— Page extract —

Brandon Butts got a break when he was 12 years old — working as an apprentice in a computer repair shop.
Months later, a promised job never materialized. But his experience at the repair shop set him on a path toward becoming a successful businessman with his own repair shop, Anything Computers, 38501 Fifth Ave., in Zephyrhills.
Now, 16 years after his youthful apprenticeship, the 28-year-old Butts wants to pay it forward.
He wants to give other computer geeks an opportunity to learn skills to either land a job at his shop or to work somewhere else in the IT or technology industries.
At the very least, they’ll have a chance to walk away with a wealth of computer knowledge.
When Butts was an apprentice, he did everything from mopping floors to fixing computers. He didn’t get the job he had hoped for, but he said the experience was important.
“It kind of mapped what I am today. Without the apprenticeship, I wouldn’t be what I am today,” Butts said.
He wants to open a similar door of opportunity for today’s youth.
He’s reaching out to local high school students who want to become interns.
Butts and his employees will train the interns, who will provide free diagnosis and repairs on computers.
To build up an inventory of computers to use in the program, Butts invites people from the community to bring in computers that need a repair.
The labor to repair the computer is free, but patrons must pay for any necessary software or parts, Butts said.
Butts plans to take on about three interns at a time for 90 to 120 days of training.
He’s looking for interns who are at least 13 years old, but will consider younger applicants.
“I’ve known 10-year-olds who can build their own computer and are mature enough,” Butts said.
The first graduate of his training program — 18-year-old Pierce McMenamin — landed a part-time job at Anything Computers after learning the basics of computer repairs during a summer internship.
“I never knew how to do any of this stuff. Now it feels awesome because I have knowledge,” said McMenamin, a senior at Pasco High School.
Learning how to remove a computer virus or how to respond when a computer crashes weren’t part of the learning curve at high school, McMenamin said.
The 18-year-old said he wound up in the internship program partly because he was looking for a summer job and party because his dad and Butts are friends.
A little more than a week ago, a new intern arrived.
Zephyrhills resident Jesse McGee, 24, an engineering student at St. Petersburg College, said he’s a “little techie at heart.”

— Task directions —
Translate this sentence from the article on the computer repair internship into Spanish: "Butts plans to take on about three interns at a time for 90 to 120 days of training."

— Extracted material —
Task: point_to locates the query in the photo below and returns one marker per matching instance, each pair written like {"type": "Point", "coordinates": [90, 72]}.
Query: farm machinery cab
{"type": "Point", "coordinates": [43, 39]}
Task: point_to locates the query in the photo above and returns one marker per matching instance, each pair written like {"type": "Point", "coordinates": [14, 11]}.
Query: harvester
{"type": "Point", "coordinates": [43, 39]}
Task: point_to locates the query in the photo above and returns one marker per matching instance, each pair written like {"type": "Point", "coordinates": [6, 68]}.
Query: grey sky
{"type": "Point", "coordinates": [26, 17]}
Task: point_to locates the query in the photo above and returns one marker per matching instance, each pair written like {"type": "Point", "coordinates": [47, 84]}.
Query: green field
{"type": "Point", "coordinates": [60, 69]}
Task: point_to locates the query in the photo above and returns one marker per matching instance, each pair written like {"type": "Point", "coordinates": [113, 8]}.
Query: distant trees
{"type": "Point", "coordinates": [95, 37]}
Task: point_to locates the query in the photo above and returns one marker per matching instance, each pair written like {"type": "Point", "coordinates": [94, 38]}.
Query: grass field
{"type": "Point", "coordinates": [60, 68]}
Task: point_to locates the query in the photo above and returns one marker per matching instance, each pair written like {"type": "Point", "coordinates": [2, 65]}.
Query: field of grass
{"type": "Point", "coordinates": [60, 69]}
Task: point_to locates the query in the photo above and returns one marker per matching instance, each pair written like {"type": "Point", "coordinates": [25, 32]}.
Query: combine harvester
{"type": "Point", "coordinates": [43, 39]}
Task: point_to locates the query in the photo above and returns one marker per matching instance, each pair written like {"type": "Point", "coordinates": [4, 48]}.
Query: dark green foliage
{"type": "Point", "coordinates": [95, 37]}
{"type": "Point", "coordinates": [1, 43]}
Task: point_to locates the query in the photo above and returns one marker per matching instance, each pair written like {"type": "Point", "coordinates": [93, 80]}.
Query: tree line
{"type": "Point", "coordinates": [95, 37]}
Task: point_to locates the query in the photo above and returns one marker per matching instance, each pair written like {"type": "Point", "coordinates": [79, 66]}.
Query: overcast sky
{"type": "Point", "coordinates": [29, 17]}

— Expected answer —
Butts planea recibir a unos tres pasantes a la vez para una capacitación de 90 a 120 días.